Computer-Controlled Cutting
Laser Cutting
- make lasercutter test part(s), varying slot dimensions using parametric functions, testing your laser kerf & cutting settings (group project)
- cut something on the vinylcutter
- design, make, and document a parametric press-fit construction kit, accounting for the lasercutter kerf, which can be assembled in multiple ways
Learning outcomes:
- Demonstrate and describe parametric 2D modelling processes
- Identify and explain processes involved in using the laser cutter
- Develop, evaluate and construct the final prototype
More Evidence:
- Explained how you parametrically designed your files
- Shown how you made your press-fit kit
- Included your design files and photos of your finished project
- Optional: make a laser cut kit that curves
- Quick-reference table of cutting paramters
Vinyl Cutting
Learning outcomes:
More Evidence:
- Explained how you drew your files
- Shown how you made your vinyl project
- Included your design files and photos of your finished project
- Quick-reference table of cutting paramters
Designing Parametric Parts
This week has been one that tested frustration limits. After the previous week, I felt good about 3D modeling. I had made several parts, and felt as though I was able to build them to the static specifications that I had developed in my head…
This week broke all of that thinking. Designing a press-fit part isn’t too hard conceptually, but it turned out to be a detail-oriented technical challenge that I hadn’t foreseen. The core idea is to build a system of things that press together and will hold their shape. I wanted to build something that would be used to construct simple sculptures, so that did not seem too terribly hard. It felt like a modest goal, really. I began with my gut instinct: build a set of press-fit pieces that were all circular in shape, with appropriately sized groves. Once I watched a tutorial and found the menu to define parametric properties in Autodesk Inventor, I was up and running by Thursday. I had started down the road to my kit.

....................

- **GIVEN PROBLEM 1**
Reproduce the section of the computer-controlled cutting page that opens with the words containing "Computer-Controlled Cutting" and closes with "settings (group project)".

Extracted data entries
....................

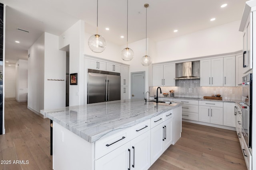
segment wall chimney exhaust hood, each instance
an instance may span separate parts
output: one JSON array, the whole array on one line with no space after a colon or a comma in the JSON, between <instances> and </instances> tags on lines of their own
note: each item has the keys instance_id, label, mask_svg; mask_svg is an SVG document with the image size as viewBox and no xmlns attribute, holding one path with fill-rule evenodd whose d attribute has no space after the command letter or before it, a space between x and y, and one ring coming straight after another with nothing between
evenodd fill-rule
<instances>
[{"instance_id":1,"label":"wall chimney exhaust hood","mask_svg":"<svg viewBox=\"0 0 256 170\"><path fill-rule=\"evenodd\" d=\"M192 62L182 63L182 76L175 78L175 80L198 79L200 78L192 76Z\"/></svg>"}]
</instances>

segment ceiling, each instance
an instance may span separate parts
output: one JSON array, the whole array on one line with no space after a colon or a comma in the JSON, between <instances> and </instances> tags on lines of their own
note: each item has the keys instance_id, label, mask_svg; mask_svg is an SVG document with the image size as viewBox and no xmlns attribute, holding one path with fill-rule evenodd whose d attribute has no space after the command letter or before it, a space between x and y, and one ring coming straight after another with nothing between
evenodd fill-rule
<instances>
[{"instance_id":1,"label":"ceiling","mask_svg":"<svg viewBox=\"0 0 256 170\"><path fill-rule=\"evenodd\" d=\"M146 3L149 4L147 37L157 42L240 20L246 1L129 0L128 42L146 38ZM96 0L0 0L0 2L7 5L5 59L9 64L19 59L27 60L28 49L44 32L59 35L82 20L86 22L86 32L96 33ZM228 5L221 8L225 3ZM126 44L126 0L98 0L98 33L106 39L107 48L108 41ZM216 20L210 21L212 18ZM106 27L110 30L106 31ZM174 29L178 31L174 32Z\"/></svg>"}]
</instances>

....................

- **GIVEN PROBLEM 2**
How many lines of the records contain the string "chimney"? Reply with the number alone.

- **TASK ANSWER 1**
Computer-Controlled Cutting
Laser Cutting
- make lasercutter test part(s), varying slot dimensions using parametric functions, testing your laser kerf & cutting settings (group project)

- **TASK ANSWER 2**
2